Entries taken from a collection
§
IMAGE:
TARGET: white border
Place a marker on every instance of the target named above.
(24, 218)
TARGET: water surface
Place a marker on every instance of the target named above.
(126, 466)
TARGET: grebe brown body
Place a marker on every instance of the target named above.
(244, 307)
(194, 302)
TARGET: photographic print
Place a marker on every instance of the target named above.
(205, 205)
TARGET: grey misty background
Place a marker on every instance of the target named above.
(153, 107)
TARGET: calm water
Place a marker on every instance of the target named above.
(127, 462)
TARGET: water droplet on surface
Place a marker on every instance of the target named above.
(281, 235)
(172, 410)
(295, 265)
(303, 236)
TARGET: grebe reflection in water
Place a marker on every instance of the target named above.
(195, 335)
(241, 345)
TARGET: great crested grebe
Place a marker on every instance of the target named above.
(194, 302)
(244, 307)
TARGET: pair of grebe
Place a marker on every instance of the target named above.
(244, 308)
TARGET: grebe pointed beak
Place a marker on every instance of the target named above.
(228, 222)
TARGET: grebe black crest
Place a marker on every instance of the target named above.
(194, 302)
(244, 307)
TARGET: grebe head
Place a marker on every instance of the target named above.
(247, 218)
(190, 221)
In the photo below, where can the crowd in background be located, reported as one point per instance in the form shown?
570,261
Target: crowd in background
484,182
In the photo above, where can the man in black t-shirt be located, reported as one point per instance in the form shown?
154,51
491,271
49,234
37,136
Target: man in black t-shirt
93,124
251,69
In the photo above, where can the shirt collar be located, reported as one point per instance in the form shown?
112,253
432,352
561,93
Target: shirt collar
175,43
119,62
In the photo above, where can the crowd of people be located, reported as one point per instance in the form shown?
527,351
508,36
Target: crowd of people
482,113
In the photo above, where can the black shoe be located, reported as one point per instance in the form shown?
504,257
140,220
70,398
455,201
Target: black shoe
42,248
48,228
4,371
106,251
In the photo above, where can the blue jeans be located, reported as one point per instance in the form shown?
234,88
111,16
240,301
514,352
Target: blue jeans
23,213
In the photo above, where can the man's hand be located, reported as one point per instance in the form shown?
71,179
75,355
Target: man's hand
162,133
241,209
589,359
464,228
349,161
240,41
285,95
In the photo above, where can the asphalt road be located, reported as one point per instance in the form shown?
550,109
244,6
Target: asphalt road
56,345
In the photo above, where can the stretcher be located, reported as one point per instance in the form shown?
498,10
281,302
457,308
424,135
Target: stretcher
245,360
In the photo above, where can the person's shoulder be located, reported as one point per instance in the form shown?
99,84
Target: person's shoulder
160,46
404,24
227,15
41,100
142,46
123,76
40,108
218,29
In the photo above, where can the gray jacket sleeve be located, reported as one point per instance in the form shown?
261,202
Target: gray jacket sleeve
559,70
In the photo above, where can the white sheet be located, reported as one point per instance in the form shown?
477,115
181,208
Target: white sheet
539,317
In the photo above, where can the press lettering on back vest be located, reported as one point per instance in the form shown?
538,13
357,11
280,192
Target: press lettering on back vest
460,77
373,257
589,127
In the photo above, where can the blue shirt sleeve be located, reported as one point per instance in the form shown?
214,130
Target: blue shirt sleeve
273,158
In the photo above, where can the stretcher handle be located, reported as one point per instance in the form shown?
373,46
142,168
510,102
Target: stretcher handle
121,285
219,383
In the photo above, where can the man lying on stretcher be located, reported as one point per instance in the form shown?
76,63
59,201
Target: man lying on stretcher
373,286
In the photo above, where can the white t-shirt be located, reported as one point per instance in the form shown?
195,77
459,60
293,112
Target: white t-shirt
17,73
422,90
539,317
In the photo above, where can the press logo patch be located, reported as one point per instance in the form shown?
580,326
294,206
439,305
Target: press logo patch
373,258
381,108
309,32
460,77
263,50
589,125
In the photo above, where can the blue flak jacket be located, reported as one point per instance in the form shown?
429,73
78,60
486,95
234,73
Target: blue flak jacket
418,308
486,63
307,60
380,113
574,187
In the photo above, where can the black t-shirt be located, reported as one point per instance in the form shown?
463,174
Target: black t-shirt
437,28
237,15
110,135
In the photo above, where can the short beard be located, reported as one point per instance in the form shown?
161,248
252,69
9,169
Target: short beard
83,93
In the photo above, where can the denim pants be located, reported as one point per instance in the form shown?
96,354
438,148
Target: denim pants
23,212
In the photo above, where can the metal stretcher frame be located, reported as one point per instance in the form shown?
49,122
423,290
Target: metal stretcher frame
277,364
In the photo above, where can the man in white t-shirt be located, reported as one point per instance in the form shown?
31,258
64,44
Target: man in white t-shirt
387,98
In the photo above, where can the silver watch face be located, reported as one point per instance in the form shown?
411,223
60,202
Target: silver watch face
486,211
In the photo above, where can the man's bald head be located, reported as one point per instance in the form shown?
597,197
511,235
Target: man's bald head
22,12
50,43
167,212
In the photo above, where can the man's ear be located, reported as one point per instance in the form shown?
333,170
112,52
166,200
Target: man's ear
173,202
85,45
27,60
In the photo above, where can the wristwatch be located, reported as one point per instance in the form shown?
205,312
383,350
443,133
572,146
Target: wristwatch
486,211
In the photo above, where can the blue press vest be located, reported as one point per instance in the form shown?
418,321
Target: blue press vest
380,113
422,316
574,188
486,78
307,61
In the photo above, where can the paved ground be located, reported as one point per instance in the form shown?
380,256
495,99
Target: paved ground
§
● STATED GOAL
Working from the material above, retype it in its entirety without change.

● RESPONSE TO THE EXERCISE
IMAGE:
TARGET: white border
Place a marker on every instance of the target named above.
(24, 218)
TARGET: water surface
Place a marker on every instance of the target named above.
(126, 466)
TARGET: grebe brown body
Place a marker on every instance of the target named above.
(244, 307)
(194, 302)
TARGET: photographic print
Place a marker on every instance of the target named above.
(205, 205)
TARGET: grey misty background
Place a marker on every instance of the target named above.
(153, 107)
TARGET: calm water
Place a marker on every instance of the target named above.
(127, 462)
TARGET: water droplet on surface
Place a marker on every instance of the target named above.
(281, 235)
(172, 410)
(295, 265)
(303, 236)
TARGET: grebe reflection in water
Place a marker on every instance of the target named above.
(195, 335)
(241, 345)
TARGET: great crested grebe
Place a marker on every instance of the target named above.
(194, 302)
(244, 307)
TARGET: pair of grebe
Place a marker on every instance of the target named above.
(244, 308)
TARGET: grebe pointed beak
Place a marker on every instance of the target named above.
(228, 222)
TARGET: grebe black crest
Place a marker on every instance of the target named above.
(194, 302)
(244, 307)
TARGET: grebe head
Place a marker on every instance of the target named above.
(247, 218)
(190, 221)
In the photo below, where can the crowd in background be located, reported as one point per instance in the form shown?
570,261
Target: crowd in background
484,182
In the photo above, where can the man in black t-shirt be located, reported as one point per instance in the form shown?
154,51
491,271
49,234
37,136
Target: man in black t-shirt
93,124
251,69
In the photo above, where can the shirt collar be located, reported as one point per instance in the form shown?
112,253
432,352
561,93
Target: shirt collar
175,43
119,62
In the photo above, where can the crowd of people be located, reported as one point per instance in the form shown?
527,351
508,36
Target: crowd of people
482,113
In the photo above, where can the black shoe be located, reported as one point per instance in the form shown?
504,257
140,220
70,398
455,201
Target: black shoe
42,248
48,228
4,371
106,251
In the photo above, where can the blue jeans be located, reported as one point per instance in the form shown?
234,88
111,16
240,301
514,352
Target: blue jeans
23,213
In the photo above, where can the man's hand be located, reported as one point per instance in the form shown?
71,179
75,355
Target: man's hand
162,133
241,209
589,359
464,228
349,161
240,41
285,95
In the photo above, where can the asphalt road be located, reported as one point per instance in the form shown?
550,109
244,6
Target: asphalt road
56,345
In the photo above, where can the stretcher be located, reported as one point per instance in the form shown?
498,10
281,302
457,308
424,135
Target: stretcher
245,360
In the photo above, where can the person's shoulder be located, reported as one point per instance in the form shown?
99,84
Target: person's shoulder
160,46
404,24
227,15
41,100
142,46
123,76
40,108
218,29
In the photo above, where can the gray jacket sleeve be located, reported as one point per instance in the form shown?
261,202
Target: gray jacket sleeve
559,70
In the photo above, where can the white sheet be located, reported as one point per instance in the form shown?
477,115
181,208
Target: white sheet
539,317
In the photo above, where can the press lettering on back vest be located, reported as one point per instance in the form shown?
538,13
357,11
280,192
Target: press lettering on back vest
460,77
373,257
589,127
In the photo above, where can the blue shirt sleeve be located, reported as one point per instance in the form shown?
214,130
Target: blue shirt sleeve
273,158
In the photo above, where can the stretcher handle be located, reported as one point per instance in the form shown?
373,46
142,168
510,102
Target: stretcher handle
121,285
219,383
In the photo above, where can the man lying on stretcher be located, reported as one point per instance in the form shown?
76,63
59,201
Target: man lying on stretcher
373,286
In the photo above, where can the white t-shirt be located, reported as one point per instance in the form shown?
195,77
459,60
293,112
Target: white t-shirt
17,73
422,90
539,317
In the photo above, where can the press logo patch be located, reported as one point per instance in the form shown?
580,326
294,206
439,305
Target: press logo patch
373,258
381,108
309,32
460,77
263,50
589,125
In the photo above, where can the blue flak jacket be located, reported as one point per instance in the form shown?
429,73
78,60
486,95
234,73
Target: blue flak jacket
418,308
486,63
307,60
380,113
574,187
In the photo above, where can the black t-shirt be located, reported as one point per instance in the form shown?
463,174
Target: black t-shirt
437,28
237,15
110,135
In the photo above, where can the short beard be located, reported as one point per instance in the form shown?
161,248
252,69
9,169
Target: short beard
83,93
In the photo above, where can the denim pants be located, reported as one point per instance in the form shown?
96,354
438,148
Target: denim pants
23,212
In the photo above, where can the metal stretcher frame be located, reported as one point per instance in the form shown?
49,122
423,290
Target: metal stretcher frame
277,364
In the photo above, where can the man in white t-shirt be located, reported as one point per instance in the form shown?
31,258
64,44
Target: man in white t-shirt
387,98
In the photo above, where can the silver watch face be located, reported as one point per instance in the form shown?
411,223
60,202
Target: silver watch face
486,211
In the photo above, where can the man's bald head be located, reported as one point per instance in the form shown?
597,197
511,235
Target: man's bald head
22,12
50,43
167,212
In the photo above, where can the man's ear be located, reported as one point per instance in the form shown?
333,170
112,52
166,200
Target: man's ear
173,202
85,45
27,60
In the photo above, where can the wristwatch be located, reported as one point per instance in the form shown?
205,312
383,350
443,133
572,146
Target: wristwatch
486,211
In the photo above, where can the blue press vest be located, reported as one point per instance in the form shown?
418,321
Target: blue press vest
380,113
422,316
574,188
486,78
307,61
In the photo above, where can the paved ground be located, reported as one point per instance in the form shown?
380,256
495,99
Target: paved ground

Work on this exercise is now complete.